● Problem details
Go through the entries below from the first line and transcribe each one exactly, ending with the line that contains "to the gray".

-- -- --

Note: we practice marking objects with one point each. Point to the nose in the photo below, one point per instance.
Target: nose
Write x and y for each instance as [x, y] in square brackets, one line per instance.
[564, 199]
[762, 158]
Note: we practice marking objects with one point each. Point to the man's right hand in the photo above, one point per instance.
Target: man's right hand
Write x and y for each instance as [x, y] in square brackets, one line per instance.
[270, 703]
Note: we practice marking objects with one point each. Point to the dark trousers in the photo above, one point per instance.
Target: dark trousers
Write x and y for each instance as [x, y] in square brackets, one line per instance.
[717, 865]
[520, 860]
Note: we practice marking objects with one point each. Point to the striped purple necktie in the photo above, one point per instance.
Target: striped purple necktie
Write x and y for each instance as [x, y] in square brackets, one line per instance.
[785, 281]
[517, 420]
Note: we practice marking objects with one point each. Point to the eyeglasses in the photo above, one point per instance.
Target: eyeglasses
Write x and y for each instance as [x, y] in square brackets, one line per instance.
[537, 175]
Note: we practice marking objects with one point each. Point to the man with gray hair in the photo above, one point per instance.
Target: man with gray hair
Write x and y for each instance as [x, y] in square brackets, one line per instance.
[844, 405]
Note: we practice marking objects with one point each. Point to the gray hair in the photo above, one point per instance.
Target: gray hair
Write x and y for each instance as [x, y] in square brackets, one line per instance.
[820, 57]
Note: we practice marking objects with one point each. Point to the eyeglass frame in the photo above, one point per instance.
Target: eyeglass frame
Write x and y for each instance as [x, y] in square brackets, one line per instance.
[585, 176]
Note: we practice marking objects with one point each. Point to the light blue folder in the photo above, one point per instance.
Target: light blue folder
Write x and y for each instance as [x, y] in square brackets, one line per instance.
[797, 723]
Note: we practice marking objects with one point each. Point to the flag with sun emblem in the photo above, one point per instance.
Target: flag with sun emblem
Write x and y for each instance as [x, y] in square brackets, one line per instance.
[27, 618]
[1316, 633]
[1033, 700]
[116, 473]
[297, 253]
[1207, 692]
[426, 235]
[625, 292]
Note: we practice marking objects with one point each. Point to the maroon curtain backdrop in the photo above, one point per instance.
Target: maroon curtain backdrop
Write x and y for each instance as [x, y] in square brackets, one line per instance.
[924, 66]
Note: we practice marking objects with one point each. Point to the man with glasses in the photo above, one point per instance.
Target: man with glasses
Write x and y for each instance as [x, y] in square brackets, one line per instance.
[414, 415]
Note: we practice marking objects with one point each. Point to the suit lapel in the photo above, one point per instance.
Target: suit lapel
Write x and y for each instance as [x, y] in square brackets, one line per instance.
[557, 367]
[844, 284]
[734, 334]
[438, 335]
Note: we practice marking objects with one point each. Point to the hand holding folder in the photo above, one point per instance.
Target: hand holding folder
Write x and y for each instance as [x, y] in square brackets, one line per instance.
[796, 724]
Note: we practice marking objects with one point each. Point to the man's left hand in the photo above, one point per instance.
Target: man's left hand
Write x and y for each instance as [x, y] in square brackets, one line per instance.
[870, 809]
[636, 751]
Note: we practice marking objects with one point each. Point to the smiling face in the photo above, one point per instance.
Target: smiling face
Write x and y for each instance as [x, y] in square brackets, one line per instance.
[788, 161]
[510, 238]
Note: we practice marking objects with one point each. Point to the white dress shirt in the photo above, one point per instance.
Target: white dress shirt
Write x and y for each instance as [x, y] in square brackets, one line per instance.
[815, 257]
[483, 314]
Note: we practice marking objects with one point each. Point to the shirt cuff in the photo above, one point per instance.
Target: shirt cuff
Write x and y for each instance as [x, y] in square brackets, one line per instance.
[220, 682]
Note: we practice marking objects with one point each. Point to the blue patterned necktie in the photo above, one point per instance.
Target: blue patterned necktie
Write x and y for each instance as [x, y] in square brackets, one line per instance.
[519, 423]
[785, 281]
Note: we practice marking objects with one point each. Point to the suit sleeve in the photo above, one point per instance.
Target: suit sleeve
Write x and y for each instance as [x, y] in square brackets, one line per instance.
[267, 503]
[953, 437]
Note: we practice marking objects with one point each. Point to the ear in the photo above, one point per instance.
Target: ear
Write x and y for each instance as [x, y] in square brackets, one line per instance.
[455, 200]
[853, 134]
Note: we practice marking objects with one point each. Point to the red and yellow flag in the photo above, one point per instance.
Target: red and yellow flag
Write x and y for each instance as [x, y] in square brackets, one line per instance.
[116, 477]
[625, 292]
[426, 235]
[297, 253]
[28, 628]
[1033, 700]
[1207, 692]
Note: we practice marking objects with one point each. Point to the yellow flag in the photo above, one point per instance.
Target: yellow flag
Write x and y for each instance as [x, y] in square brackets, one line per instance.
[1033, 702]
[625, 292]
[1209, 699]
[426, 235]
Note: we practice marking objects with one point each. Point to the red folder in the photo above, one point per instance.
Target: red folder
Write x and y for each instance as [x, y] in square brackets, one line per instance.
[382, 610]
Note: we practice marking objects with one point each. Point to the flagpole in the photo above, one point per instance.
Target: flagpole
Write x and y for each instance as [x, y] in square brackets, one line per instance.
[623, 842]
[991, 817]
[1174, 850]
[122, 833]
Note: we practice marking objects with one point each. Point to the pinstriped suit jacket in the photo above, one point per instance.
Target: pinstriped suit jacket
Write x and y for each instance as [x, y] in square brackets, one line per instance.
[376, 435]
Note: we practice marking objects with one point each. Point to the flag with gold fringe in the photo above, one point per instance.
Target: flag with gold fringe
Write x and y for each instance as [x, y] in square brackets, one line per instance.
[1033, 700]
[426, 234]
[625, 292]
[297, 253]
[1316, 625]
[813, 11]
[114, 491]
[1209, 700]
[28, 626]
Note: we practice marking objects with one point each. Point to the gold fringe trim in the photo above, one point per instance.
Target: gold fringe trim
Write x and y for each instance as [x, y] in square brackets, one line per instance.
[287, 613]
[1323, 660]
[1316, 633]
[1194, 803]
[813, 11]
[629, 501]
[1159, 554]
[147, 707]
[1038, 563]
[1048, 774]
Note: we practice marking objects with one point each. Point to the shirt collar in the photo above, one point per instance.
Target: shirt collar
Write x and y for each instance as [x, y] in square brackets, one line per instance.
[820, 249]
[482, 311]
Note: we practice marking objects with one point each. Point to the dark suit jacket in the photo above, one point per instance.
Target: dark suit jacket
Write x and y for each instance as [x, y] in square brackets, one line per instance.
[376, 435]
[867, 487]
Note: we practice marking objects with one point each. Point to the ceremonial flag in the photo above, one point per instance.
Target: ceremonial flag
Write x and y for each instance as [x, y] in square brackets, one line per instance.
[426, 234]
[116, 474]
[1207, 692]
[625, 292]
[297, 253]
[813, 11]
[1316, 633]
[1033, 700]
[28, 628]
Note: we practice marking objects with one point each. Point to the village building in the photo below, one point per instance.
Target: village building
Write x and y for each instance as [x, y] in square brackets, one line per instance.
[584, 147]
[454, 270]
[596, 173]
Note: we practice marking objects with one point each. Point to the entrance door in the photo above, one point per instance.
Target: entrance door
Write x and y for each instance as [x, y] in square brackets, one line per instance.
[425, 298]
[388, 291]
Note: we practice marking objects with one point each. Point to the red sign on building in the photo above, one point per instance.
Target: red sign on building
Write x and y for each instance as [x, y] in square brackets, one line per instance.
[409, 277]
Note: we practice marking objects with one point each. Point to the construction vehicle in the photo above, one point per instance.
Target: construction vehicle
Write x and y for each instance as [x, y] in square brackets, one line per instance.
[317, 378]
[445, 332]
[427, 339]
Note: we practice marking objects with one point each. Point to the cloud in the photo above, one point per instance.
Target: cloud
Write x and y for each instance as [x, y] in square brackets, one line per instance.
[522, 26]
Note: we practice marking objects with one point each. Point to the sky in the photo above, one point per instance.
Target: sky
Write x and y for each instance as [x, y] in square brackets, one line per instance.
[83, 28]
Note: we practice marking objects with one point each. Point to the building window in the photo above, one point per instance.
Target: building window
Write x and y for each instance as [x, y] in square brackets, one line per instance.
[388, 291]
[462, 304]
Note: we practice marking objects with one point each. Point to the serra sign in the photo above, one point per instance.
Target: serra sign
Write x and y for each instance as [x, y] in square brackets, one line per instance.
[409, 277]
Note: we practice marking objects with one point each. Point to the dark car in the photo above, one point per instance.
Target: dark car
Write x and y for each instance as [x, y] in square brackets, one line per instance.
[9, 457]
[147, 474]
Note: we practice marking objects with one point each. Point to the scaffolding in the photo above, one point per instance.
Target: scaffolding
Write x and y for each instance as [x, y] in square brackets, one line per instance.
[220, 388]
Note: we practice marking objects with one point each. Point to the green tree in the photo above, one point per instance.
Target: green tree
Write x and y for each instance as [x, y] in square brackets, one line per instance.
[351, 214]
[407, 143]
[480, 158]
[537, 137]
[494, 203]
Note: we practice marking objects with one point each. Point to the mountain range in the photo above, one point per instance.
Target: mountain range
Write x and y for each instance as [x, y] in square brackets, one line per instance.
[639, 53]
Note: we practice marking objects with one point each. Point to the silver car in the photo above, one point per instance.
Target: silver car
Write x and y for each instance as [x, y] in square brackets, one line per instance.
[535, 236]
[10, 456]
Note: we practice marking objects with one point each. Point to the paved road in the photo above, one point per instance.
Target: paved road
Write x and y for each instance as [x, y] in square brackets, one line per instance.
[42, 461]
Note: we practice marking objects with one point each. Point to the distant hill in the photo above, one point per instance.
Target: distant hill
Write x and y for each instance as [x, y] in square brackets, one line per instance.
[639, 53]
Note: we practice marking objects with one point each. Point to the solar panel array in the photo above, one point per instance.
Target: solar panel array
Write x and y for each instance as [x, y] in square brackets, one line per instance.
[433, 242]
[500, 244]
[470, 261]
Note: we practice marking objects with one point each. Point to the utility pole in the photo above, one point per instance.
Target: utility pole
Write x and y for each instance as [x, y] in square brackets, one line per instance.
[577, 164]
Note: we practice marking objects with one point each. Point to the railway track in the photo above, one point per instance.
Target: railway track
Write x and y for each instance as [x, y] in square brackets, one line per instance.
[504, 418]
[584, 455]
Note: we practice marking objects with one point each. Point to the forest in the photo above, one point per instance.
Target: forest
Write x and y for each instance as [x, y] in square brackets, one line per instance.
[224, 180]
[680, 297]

-- -- --

● Result of this exercise
Note: we practice marking objects with one point each. Point to the nose in the photo below, one point per instance.
Target: nose
Write x and y for each instance as [x, y] in square brackets, one line per instance.
[564, 199]
[762, 158]
Note: we practice marking objects with one point each. Point to the man's right hand in the photo above, one point per instance.
Target: man's right hand
Write x and y for each instance as [x, y] in square brackets, one line per instance.
[270, 703]
Note: we practice marking objects with one point each. Point to the dark trousers in the photo above, one point per instance.
Target: dark trousers
Write x and y for each instance as [x, y] in square brackets, one line per instance.
[717, 865]
[520, 860]
Note: we practice marking objects with one point each. Point to the striped purple necktie in the photo above, one point per instance.
Target: striped purple necktie
Write x and y for each instance as [x, y] in square brackets, one line per instance.
[785, 281]
[517, 420]
Note: we practice marking objects with one point each. Point to the eyeglasses in the photo above, one point per instance.
Target: eyeglasses
Write x and y for each instance as [x, y] in square brackets, one line per instance.
[537, 175]
Note: we practice marking objects with one point each. Point to the man with gray hair in the photo above, one point per instance.
Target: man with gray hair
Write x and y for each instance as [x, y] in square brackets, one line per instance.
[844, 405]
Note: we practice marking objects with one point each. Point to the gray hair in the photo above, one point per instance.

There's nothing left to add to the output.